Instruction: Identify each line in the listing below that contains the string "pixels", and copy every such line.

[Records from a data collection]
>> start

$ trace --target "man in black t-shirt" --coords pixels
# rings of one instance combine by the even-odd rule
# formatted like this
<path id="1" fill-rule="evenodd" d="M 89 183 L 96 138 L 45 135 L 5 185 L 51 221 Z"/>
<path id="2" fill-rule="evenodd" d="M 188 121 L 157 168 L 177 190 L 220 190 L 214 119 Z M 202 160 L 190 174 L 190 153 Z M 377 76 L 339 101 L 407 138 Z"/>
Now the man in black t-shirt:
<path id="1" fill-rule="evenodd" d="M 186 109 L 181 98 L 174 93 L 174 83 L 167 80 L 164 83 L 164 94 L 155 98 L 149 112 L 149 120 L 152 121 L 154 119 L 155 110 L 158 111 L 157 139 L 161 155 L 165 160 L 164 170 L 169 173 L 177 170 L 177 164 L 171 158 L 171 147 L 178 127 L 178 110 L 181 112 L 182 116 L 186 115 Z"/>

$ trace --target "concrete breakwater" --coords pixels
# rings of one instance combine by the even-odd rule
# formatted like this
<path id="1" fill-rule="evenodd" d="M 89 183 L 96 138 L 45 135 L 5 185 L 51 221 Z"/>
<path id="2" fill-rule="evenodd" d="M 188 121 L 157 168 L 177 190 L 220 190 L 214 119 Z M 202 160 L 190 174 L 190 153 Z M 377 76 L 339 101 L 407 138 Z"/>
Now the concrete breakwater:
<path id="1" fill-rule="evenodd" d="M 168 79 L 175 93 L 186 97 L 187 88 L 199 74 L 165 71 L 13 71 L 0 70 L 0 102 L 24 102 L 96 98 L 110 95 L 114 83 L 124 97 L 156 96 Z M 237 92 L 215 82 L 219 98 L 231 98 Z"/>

>> end

Finished exercise:
$ trace --target "man in black t-shirt" --coords pixels
$ trace --target "concrete breakwater" --coords pixels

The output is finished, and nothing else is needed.